— START Items —

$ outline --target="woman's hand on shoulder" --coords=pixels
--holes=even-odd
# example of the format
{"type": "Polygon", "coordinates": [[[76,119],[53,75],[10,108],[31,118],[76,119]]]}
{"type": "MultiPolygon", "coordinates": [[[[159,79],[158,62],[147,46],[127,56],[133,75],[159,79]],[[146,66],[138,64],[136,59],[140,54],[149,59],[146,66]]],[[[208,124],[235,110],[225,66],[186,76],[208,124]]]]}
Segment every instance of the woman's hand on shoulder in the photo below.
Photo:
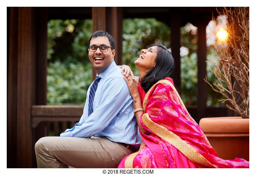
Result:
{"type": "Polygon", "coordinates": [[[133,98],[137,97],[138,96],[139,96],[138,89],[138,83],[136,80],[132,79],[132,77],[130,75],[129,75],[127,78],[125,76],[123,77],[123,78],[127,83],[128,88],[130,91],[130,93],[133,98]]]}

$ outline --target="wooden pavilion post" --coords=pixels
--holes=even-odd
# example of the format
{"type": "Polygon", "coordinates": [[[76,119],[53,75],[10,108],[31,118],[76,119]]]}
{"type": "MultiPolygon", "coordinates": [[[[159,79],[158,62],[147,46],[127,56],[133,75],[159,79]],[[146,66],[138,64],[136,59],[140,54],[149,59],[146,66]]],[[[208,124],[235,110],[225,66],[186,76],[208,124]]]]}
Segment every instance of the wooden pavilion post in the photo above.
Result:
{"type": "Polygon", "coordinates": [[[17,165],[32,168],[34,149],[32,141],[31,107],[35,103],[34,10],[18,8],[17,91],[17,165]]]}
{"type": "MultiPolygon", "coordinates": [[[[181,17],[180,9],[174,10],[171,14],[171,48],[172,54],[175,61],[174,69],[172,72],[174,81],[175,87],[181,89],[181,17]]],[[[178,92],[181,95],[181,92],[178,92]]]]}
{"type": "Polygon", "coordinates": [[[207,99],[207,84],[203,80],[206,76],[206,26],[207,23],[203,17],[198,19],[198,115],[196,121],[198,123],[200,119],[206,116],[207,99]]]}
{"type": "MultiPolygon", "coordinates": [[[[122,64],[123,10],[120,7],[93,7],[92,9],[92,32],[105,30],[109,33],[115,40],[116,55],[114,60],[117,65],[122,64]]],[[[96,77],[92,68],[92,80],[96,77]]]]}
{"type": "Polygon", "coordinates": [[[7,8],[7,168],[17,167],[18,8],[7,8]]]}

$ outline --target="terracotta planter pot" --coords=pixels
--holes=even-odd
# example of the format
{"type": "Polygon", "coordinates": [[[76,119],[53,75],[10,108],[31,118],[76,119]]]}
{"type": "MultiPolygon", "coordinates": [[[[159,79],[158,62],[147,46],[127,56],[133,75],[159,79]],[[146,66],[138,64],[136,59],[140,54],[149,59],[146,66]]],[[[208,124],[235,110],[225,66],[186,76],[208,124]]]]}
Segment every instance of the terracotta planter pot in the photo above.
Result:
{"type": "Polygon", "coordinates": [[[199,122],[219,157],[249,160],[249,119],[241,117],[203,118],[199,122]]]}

— END Items —
— START Items —

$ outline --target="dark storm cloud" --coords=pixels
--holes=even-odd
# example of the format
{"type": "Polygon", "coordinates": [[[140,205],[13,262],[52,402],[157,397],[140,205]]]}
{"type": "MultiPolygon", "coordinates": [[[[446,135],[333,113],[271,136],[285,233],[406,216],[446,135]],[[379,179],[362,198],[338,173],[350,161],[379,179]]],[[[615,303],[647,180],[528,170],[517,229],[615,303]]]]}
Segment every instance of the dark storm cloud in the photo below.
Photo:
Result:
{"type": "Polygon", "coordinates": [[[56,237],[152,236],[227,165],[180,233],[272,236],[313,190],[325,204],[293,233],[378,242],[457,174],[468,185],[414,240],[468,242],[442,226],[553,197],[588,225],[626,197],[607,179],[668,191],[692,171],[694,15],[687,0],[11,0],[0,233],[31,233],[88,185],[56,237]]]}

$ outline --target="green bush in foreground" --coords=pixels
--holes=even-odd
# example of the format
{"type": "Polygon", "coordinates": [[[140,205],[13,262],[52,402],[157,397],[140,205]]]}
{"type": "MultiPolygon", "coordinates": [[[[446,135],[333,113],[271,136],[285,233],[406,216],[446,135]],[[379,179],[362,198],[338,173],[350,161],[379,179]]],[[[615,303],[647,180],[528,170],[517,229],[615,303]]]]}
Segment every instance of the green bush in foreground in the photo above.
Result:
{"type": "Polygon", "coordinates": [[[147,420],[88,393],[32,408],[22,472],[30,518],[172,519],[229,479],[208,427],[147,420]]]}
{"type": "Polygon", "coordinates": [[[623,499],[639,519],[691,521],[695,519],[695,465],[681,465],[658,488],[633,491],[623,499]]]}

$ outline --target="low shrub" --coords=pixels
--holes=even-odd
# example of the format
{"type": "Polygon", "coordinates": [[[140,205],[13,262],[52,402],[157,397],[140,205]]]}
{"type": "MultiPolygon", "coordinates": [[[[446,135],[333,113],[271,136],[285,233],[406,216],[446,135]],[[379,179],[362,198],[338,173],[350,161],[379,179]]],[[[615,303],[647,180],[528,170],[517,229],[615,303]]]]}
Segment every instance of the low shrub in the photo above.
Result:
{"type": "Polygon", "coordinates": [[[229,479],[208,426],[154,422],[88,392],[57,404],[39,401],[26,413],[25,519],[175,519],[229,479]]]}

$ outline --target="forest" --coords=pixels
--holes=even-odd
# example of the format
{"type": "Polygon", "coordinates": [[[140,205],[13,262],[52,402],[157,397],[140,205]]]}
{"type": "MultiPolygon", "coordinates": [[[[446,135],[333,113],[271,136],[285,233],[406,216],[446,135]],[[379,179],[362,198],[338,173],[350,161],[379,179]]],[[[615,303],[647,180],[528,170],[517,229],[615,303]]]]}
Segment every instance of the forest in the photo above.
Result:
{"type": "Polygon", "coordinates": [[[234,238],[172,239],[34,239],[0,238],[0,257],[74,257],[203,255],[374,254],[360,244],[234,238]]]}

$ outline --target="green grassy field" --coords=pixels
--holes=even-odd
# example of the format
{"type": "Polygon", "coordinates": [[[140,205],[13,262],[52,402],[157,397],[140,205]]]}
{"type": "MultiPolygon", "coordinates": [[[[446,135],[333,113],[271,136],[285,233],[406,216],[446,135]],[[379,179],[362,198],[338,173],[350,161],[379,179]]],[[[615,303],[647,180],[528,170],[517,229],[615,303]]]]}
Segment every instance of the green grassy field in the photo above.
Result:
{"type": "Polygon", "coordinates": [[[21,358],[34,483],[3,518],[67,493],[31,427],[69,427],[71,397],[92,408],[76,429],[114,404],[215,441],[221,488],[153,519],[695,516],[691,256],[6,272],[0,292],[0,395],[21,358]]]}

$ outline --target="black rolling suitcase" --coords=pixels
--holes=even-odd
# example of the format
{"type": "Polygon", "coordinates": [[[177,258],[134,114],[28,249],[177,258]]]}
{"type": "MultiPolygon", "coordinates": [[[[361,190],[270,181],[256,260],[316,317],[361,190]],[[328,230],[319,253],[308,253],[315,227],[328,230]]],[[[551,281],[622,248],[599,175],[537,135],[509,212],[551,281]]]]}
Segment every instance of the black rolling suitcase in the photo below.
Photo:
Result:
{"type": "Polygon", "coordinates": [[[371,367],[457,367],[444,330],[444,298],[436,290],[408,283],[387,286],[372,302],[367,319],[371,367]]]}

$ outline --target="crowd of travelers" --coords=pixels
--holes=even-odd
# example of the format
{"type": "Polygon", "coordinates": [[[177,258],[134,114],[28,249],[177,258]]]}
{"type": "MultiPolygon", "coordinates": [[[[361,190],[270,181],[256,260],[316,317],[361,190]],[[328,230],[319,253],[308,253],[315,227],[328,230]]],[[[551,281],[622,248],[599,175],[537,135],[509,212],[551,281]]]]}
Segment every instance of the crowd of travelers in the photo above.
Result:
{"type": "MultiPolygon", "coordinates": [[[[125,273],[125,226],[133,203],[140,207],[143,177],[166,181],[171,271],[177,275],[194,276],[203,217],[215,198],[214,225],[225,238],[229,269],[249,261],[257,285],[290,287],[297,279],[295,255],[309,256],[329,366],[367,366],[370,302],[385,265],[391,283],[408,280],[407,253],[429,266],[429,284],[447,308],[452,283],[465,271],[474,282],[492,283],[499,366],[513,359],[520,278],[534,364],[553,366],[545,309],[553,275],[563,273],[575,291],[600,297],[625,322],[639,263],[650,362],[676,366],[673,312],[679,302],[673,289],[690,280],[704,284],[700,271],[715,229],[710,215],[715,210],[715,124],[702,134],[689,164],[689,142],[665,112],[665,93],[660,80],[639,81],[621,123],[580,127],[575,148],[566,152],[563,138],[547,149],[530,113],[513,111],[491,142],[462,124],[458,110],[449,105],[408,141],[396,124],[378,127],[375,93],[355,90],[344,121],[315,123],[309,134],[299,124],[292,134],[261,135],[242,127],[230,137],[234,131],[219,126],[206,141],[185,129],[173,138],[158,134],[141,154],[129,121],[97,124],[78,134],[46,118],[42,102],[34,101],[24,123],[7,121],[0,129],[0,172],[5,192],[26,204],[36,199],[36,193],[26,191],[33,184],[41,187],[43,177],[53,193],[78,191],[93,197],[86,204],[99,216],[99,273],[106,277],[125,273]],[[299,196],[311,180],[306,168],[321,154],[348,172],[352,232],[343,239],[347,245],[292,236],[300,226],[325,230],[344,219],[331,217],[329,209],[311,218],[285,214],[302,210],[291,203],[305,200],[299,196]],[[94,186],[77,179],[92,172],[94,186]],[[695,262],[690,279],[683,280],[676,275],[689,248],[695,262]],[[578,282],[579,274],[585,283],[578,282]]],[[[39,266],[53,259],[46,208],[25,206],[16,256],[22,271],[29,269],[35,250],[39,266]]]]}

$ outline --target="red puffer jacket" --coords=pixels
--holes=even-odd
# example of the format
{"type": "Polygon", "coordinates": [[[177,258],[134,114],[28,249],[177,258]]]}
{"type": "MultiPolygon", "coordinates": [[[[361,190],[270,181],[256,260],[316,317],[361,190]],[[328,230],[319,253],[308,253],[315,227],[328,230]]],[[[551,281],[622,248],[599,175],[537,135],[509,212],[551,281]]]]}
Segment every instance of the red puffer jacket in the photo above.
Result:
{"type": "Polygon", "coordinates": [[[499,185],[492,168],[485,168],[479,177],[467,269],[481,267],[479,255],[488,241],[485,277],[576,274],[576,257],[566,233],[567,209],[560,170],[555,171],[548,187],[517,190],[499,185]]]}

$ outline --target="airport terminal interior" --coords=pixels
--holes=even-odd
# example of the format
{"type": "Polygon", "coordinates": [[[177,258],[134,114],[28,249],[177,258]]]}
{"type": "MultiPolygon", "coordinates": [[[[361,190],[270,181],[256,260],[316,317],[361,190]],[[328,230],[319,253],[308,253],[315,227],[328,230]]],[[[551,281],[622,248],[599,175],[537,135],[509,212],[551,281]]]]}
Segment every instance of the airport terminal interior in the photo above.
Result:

— END Items —

Task goal: Which lines of the data above contain the string "coords"? Pick out and copy each of them, matching case exactly.

Written response:
$ outline --target="woman's hand on shoulder" --coords=pixels
$ outline --target="wooden pavilion post" --coords=pixels
$ outline --target="terracotta planter pot" --coords=pixels
$ outline --target="dark storm cloud" --coords=pixels
$ outline --target="green bush in foreground" --coords=pixels
$ outline --target="low shrub" --coords=pixels
$ outline --target="forest" --coords=pixels
$ outline --target="green grassy field" --coords=pixels
$ outline --target="black rolling suitcase" --coords=pixels
$ outline --target="crowd of travelers" --coords=pixels
$ outline --target="red puffer jacket" --coords=pixels
$ outline --target="airport terminal interior" --coords=pixels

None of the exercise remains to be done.